[Records excerpted from a collection]
(begin)

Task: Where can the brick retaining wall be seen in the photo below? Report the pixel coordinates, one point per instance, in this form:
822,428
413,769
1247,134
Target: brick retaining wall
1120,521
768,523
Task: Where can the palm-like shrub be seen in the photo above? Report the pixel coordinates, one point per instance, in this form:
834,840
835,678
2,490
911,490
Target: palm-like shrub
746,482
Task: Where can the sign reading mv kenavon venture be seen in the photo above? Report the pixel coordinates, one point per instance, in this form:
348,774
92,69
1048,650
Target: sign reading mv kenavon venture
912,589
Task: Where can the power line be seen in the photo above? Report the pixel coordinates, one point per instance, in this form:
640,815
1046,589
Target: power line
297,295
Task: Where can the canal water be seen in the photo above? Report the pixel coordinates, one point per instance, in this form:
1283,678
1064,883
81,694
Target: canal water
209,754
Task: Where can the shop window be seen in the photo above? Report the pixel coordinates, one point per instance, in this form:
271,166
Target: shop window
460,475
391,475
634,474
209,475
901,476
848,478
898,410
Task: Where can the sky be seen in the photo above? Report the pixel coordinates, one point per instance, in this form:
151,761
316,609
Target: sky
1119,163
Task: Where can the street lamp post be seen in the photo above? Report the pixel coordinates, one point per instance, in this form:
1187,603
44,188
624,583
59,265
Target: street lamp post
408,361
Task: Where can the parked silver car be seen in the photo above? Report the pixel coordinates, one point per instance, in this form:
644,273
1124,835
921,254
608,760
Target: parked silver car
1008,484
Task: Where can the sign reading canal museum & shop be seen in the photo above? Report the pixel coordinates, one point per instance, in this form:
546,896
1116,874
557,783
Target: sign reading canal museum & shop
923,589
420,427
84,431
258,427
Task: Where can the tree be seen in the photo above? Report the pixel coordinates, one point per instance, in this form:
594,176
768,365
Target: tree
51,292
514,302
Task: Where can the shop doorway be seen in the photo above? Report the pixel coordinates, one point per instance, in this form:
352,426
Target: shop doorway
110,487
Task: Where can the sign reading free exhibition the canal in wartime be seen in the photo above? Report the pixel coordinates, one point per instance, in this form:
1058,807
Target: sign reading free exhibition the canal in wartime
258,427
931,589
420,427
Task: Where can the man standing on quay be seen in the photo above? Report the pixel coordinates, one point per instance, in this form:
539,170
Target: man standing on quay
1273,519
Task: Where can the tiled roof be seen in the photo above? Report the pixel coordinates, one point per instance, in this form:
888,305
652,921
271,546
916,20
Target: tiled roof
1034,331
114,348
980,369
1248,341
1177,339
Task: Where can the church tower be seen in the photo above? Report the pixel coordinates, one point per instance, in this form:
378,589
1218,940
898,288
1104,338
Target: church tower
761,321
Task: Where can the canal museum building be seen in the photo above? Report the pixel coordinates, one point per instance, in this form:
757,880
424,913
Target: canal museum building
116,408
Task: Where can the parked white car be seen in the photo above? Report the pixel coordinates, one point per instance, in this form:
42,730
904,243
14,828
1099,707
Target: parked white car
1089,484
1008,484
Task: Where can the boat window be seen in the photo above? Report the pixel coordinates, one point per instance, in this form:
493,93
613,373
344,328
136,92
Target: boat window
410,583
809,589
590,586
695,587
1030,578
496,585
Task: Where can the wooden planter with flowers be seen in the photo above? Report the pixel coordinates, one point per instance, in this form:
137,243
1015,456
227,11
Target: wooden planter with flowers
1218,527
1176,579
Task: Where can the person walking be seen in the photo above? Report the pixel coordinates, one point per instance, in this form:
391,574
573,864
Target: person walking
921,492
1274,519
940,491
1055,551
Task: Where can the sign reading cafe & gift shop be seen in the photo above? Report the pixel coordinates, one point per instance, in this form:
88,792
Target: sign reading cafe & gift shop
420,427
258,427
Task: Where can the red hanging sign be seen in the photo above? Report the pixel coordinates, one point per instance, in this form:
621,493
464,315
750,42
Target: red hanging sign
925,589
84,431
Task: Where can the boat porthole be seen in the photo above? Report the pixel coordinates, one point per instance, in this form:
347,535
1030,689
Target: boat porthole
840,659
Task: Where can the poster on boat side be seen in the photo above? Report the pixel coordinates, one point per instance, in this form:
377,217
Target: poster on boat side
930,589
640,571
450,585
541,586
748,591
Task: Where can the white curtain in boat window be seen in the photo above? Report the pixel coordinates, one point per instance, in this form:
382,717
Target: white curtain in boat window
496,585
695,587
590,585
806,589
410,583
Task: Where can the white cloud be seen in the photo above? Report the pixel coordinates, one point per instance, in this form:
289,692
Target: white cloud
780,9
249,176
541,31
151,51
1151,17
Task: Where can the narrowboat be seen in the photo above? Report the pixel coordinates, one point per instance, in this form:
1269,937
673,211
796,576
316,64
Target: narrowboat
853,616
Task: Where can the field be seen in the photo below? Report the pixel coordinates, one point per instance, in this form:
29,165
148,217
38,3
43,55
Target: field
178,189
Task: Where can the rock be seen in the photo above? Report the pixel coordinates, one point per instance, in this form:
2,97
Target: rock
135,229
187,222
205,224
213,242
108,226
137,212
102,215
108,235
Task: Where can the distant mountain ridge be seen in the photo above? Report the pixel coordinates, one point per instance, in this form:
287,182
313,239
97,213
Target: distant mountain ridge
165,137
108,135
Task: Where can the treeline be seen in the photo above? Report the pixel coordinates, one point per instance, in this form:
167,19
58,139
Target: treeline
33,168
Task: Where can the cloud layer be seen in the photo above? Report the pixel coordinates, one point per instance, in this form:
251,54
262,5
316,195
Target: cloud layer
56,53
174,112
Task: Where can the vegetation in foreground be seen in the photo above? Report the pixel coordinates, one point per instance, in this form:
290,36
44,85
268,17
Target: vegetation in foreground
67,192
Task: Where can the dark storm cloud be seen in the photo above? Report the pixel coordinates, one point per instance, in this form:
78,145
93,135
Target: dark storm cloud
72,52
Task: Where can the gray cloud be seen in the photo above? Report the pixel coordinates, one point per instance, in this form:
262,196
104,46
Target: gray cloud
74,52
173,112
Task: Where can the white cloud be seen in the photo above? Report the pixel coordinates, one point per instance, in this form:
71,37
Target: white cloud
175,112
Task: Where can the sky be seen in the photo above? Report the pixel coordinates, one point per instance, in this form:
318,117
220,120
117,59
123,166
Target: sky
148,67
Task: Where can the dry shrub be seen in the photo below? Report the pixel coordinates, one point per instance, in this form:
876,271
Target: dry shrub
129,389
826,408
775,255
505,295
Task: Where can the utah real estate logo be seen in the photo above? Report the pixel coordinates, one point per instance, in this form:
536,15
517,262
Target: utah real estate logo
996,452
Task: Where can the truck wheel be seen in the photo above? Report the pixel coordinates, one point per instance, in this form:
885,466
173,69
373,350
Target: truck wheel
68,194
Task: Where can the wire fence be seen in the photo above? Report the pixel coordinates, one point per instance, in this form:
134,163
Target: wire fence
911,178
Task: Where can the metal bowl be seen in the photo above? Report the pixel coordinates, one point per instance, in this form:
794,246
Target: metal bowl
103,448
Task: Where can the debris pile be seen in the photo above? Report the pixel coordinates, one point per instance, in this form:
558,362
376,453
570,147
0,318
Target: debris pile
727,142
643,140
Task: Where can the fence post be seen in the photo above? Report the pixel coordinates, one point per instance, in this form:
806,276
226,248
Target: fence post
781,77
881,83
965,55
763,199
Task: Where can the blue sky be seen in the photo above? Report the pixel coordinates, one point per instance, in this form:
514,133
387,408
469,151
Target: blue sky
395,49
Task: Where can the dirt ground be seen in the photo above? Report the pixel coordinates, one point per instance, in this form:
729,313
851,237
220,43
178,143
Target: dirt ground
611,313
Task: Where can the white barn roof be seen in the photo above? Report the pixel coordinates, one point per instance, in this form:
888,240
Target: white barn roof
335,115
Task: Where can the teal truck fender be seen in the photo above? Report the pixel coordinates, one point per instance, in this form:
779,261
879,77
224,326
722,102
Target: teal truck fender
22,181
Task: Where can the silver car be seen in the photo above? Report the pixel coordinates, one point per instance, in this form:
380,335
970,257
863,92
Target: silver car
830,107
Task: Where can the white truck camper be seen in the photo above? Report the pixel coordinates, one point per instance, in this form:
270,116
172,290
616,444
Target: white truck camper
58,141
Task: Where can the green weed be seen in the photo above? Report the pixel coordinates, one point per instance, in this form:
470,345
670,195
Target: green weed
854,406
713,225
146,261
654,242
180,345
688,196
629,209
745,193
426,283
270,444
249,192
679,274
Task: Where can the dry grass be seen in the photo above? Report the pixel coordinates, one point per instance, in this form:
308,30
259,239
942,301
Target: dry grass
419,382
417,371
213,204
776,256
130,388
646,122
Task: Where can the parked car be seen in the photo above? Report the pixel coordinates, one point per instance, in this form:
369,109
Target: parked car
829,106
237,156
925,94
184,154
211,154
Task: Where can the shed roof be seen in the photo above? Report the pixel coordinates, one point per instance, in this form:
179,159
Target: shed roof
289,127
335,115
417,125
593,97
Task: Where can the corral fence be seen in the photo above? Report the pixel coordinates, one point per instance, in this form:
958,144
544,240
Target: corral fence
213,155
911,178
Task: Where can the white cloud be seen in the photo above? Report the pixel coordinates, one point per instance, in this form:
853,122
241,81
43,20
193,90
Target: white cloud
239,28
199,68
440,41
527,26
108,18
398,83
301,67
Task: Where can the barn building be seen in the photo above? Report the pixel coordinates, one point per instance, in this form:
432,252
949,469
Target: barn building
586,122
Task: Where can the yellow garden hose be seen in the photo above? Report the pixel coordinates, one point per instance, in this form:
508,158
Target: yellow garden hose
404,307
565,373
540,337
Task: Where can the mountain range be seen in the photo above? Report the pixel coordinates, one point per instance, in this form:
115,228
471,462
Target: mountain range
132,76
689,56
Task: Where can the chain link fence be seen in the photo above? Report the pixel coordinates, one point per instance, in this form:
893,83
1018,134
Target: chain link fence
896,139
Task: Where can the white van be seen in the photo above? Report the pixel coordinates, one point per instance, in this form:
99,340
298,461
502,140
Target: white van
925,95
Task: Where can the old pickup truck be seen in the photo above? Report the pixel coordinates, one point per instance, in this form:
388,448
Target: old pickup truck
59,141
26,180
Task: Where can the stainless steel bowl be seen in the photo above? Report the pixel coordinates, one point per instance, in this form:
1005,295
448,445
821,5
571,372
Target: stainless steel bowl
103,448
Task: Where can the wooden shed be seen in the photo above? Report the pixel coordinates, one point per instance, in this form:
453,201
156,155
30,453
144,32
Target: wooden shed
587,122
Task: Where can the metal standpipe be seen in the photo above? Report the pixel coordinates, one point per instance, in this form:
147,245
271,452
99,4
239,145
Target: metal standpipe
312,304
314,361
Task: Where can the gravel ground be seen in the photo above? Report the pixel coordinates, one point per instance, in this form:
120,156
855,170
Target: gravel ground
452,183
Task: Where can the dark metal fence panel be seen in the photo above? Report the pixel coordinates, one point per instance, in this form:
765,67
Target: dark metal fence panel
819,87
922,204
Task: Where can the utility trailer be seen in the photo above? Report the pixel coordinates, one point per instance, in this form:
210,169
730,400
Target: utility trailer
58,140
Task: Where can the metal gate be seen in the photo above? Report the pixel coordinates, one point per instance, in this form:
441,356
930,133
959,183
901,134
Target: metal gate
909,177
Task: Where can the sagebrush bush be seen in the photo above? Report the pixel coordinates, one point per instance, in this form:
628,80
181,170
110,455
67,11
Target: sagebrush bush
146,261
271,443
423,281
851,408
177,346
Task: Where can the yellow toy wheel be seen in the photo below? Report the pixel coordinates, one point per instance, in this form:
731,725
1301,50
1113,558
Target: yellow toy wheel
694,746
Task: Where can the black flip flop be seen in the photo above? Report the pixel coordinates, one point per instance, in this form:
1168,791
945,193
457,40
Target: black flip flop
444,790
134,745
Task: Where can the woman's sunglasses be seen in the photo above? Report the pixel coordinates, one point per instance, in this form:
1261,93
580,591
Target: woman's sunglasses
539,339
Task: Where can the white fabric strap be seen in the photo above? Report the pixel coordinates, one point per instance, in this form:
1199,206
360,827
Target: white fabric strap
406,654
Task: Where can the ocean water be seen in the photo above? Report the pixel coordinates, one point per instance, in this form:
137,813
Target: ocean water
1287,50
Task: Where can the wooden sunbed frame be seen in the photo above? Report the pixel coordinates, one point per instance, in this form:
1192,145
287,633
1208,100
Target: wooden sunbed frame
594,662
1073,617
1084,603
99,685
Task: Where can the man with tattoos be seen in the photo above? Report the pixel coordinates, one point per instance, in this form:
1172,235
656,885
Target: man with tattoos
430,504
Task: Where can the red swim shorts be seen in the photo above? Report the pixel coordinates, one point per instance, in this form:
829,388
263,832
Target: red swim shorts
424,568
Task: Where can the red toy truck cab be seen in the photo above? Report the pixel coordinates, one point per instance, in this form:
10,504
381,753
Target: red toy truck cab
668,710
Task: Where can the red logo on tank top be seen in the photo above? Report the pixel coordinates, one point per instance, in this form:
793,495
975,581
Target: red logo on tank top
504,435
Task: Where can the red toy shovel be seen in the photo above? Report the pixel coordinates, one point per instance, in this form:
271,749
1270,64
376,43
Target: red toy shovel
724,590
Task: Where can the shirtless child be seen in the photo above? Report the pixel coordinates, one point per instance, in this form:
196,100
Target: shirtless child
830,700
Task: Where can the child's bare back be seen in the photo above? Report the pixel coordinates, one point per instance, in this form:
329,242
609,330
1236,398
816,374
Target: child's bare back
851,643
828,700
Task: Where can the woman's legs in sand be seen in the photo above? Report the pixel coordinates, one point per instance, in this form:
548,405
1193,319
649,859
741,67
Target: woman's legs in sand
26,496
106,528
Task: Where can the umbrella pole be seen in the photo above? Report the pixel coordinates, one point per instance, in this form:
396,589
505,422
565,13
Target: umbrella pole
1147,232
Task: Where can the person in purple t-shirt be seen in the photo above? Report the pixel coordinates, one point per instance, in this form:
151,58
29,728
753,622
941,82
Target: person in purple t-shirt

(end)

# TASK STATEMENT:
Look above for the line containing "Task: Where can the man with", then transcribe it and all lines after it through the last, exactly and with nothing else.

# ANSWER TO THIS PROBLEM:
Task: Where can the man with tattoos be seen in the photo above? Report the pixel coordinates, one point per instance, in this form:
1172,235
656,885
Target: man with tattoos
430,504
Task: Where can the red swim shorts be seen in the photo above? Report the pixel coordinates, one point per instance, in this form:
829,388
263,832
Target: red swim shorts
424,568
Task: Where can the red toy truck cab be seen in the photo above? Report the pixel coordinates, one point per instance, in this form:
10,504
381,753
Target: red toy truck cab
668,710
Task: Where can the red logo on tank top be seen in the photo above? Report the pixel coordinates, one point per instance, in this form:
793,495
975,581
Target: red logo on tank top
504,435
Task: Where can the red toy shovel be seen in the photo above? Report the pixel coordinates, one point per instance, in this form:
271,749
1270,64
376,43
Target: red toy shovel
724,590
Task: Where can the shirtless child be seen in the photo above? Report the pixel coordinates, one point per instance, in this form:
196,100
Target: shirtless child
830,700
Task: Where can the child's bare back be seen in the photo above? Report the pixel coordinates, one point per instance, in this form:
329,242
609,330
1236,398
816,374
Target: child's bare back
851,643
828,700
Task: Where can the woman's legs in sand be seen in the photo above? Report the pixel coordinates, one point per instance, in this form:
548,405
1193,319
649,859
741,67
Target: woman's legs in sand
26,496
106,528
Task: Where can the umbrella pole be seen in the photo above? Report the pixel coordinates, one point per instance, in this form:
396,589
505,422
565,13
Target: umbrella pole
1147,232
Task: Where can the person in purple t-shirt be seen in the photo above? Report the pixel coordinates, one point per instance, in this form:
151,58
29,728
753,622
941,82
Target: person in purple t-shirt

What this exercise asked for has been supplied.